#### SELECTED EXCERPT:
"""

My Celebration of Mollie Mae Blue

It has been three years since my dad died. My mom and dad were married for more than 70 years. She has spent the last several years grieving, adjusting to living alone, and living her life to the fullest.

 

Several months ago I received a call from my brother saying that mom was very sick. I called her and knew the minute I heard her voice that she was struggling. Normally invincible, she was experiencing a lot of swelling in her legs, pain all over, and almost no energy. She said her heart was tired and that she was ready die. I will never forget the shockingly forthright and open conversation we had about dying. I was in shock and not on board with her decision yet.

Her condition improved; however, it was apparent that she was nearing the end of this life. Sue and I quickly planned a trip out to see her but it would not be until the end of August—four weeks away. My mom told me that she could not guarantee living that long. I began negotiating with her the terms of her last days. Eventually she agreed that she would intend to live and not die before seeing Sue and me again.

 

How many people are so blessed to have this kind of conversation with their 95-year-old mom? I was filled with inspiration at her recognition of her power. She understood the power of intention and the complexity of death—in some ways it is outside of our control and in other ways we have been given a lot of say-so. Her focus for the month of August was recovering and living until we visited. We talked several times a day and I was monitoring her condition. With every day she gained hope, strength, and aliveness.

 

She not only lived until our visit, she thrived. Her doctor determined what was wrong (Polymyalgia Rheumatica) and the medication she received helped her renew her strength. By the time we saw her she was zipping about the house exuding energy and joy. Somehow, I knew she would do it. Seeing her was such a blessing; however, it was not long before I was bugging her and she was trying to reign me in. Some things never change.

 

My greatest memory of our visit was when my mom told me that she had something to talk with me about. Historically, I had been the one to initiate these kind of heart-to-heart conversations. She told me that she had been praying for the opportunity to share her concerns about my expression of anger. I couldn’t believe it.  I was both shocked and thrilled. To use CLE lingo, she wanted to “clear” with me.

"""

#### PROBLEMS AND TASKS:
A – Can you answer these from the celebration of Mollie Mae Blue?
(i) How long were the writer's mom and dad married?
(ii) What did the doctor determine was wrong with the mom?
(iii) How old was the mom at the time of the conversation about her last days?
B – Will you print the part of the celebration of Mollie Mae Blue starting at "Her condition improved;" and ending at "and me again."?
You can set the entries aside; none of them is needed.

#### ENTRIES PROVIDED:

"""

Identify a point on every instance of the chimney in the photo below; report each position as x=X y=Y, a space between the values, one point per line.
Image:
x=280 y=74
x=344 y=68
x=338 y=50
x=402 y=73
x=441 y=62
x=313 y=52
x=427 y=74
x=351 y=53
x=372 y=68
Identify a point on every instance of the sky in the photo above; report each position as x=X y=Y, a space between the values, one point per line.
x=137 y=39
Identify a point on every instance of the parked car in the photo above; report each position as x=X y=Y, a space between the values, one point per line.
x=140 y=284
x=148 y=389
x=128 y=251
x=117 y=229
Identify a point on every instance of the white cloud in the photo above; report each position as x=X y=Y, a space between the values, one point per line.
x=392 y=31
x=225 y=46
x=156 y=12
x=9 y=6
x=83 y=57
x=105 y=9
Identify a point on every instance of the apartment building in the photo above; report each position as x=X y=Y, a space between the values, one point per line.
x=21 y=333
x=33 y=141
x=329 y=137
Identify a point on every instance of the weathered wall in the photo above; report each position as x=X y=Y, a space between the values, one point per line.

"""

#### SOLUTIONS FOR EACH TASK:
A –
(i) More than 70 years.
(ii) Polymyalgia Rheumatica.
(iii) 95.

B –
Her condition improved; however, it was apparent that she was nearing the end of this life. Sue and I quickly planned a trip out to see her but it would not be until the end of August—four weeks away. My mom told me that she could not guarantee living that long. I began negotiating with her the terms of her last days. Eventually she agreed that she would intend to live and not die before seeing Sue and me again.